**Problem:** Below are some records; retype all of them exactly.

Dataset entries
<<<<

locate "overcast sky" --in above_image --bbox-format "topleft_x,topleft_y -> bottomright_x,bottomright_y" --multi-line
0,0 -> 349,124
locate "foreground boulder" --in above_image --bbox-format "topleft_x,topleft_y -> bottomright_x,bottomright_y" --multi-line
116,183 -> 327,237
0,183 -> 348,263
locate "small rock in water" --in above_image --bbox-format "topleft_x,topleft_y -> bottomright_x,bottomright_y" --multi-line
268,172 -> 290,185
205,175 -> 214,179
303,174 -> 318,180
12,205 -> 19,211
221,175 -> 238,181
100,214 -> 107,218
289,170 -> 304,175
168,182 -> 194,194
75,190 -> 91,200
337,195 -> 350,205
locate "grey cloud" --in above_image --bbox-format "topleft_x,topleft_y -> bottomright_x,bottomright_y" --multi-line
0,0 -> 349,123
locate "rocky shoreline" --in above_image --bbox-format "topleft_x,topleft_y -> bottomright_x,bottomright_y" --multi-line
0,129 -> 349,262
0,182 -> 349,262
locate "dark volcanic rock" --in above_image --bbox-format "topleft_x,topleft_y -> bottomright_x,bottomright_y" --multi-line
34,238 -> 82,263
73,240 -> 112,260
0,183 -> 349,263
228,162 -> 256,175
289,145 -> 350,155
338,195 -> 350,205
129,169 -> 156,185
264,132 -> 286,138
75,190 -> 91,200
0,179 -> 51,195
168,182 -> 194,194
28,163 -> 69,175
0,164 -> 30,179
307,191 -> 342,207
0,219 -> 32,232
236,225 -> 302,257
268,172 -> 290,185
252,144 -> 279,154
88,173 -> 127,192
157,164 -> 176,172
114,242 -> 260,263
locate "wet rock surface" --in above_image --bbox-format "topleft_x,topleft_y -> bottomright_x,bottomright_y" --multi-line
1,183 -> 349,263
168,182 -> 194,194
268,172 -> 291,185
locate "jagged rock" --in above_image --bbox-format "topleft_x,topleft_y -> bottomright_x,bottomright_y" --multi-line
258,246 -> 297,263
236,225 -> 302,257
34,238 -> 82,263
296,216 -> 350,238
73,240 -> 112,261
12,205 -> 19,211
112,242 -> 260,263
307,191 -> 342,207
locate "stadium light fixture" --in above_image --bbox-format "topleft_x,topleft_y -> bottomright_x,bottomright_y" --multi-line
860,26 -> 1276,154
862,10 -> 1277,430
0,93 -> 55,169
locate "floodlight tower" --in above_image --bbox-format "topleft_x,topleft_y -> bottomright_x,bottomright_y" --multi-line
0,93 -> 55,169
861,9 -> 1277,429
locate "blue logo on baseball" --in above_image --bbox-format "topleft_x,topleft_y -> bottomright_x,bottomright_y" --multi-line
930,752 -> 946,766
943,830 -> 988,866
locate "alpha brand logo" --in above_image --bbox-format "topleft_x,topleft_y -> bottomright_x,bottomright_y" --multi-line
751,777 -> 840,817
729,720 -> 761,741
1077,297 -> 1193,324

>>>>

**Written reply:**
locate "overcast sky" --in above_image --bbox-format "topleft_x,topleft_y -> bottomright_x,bottomright_y" --multi-line
0,0 -> 349,124
locate "foreground boulder" --in above_image --bbox-format "topleft_x,topleft_y -> bottomright_x,bottomright_y" --multi-line
116,183 -> 327,237
0,183 -> 348,263
locate "small rock in water" --in above_image --bbox-format "topleft_x,topleft_y -> bottomright_x,bottomright_y" --multi-line
268,172 -> 290,185
205,175 -> 214,179
303,174 -> 318,180
12,205 -> 19,211
221,175 -> 238,181
100,214 -> 107,218
289,170 -> 304,175
168,182 -> 194,194
75,190 -> 91,200
337,195 -> 350,205
locate "grey cloud" --in above_image --bbox-format "topleft_x,topleft_y -> bottomright_x,bottomright_y" --multi-line
0,0 -> 349,123
locate "rocky shoreline" --in above_image --bbox-format "topleft_x,topleft_y -> bottomright_x,bottomright_y" --multi-line
0,129 -> 349,262
0,182 -> 349,262
locate "dark volcanic rock" --in above_image --bbox-format "topleft_x,topleft_y -> bottomright_x,bottomright_y" --multi-line
34,238 -> 82,263
73,240 -> 112,260
0,183 -> 349,263
228,162 -> 256,175
289,145 -> 350,155
338,195 -> 350,205
129,169 -> 156,185
264,132 -> 286,138
75,190 -> 91,200
0,179 -> 51,195
168,182 -> 194,194
28,163 -> 69,175
0,164 -> 30,179
307,191 -> 342,207
0,219 -> 32,232
236,225 -> 302,257
268,172 -> 290,185
252,144 -> 279,154
88,173 -> 127,192
157,164 -> 176,172
114,242 -> 260,263
locate "wet rock surface" --in above_image --bbox-format "topleft_x,topleft_y -> bottomright_x,bottomright_y" --multi-line
1,183 -> 349,263
168,182 -> 194,194
268,172 -> 291,185
locate "jagged rock" --in above_image --bbox-format "topleft_x,topleft_y -> bottomright_x,bottomright_y" --multi-line
258,246 -> 297,263
236,225 -> 302,257
34,238 -> 82,263
296,216 -> 350,238
73,240 -> 112,261
12,205 -> 19,211
112,242 -> 260,263
307,191 -> 342,207
locate "stadium light fixture" --in above_image --bbox-format "topleft_x,topleft_y -> bottomright_x,bottomright_y" --multi-line
860,26 -> 1276,154
862,10 -> 1277,430
0,93 -> 55,169
locate "floodlight tower" --in above_image --bbox-format "topleft_x,topleft_y -> bottomright_x,bottomright_y" --multi-line
0,93 -> 55,169
861,9 -> 1277,429
locate "blue logo on baseball" --in above_image --bbox-format "topleft_x,topleft_y -> bottomright_x,bottomright_y" --multi-line
930,752 -> 946,766
943,830 -> 988,866
locate "alpha brand logo" --in above_image --bbox-format "topleft_x,topleft_y -> bottomright_x,bottomright_y" --multi-line
751,777 -> 840,817
729,720 -> 761,741
1077,297 -> 1193,324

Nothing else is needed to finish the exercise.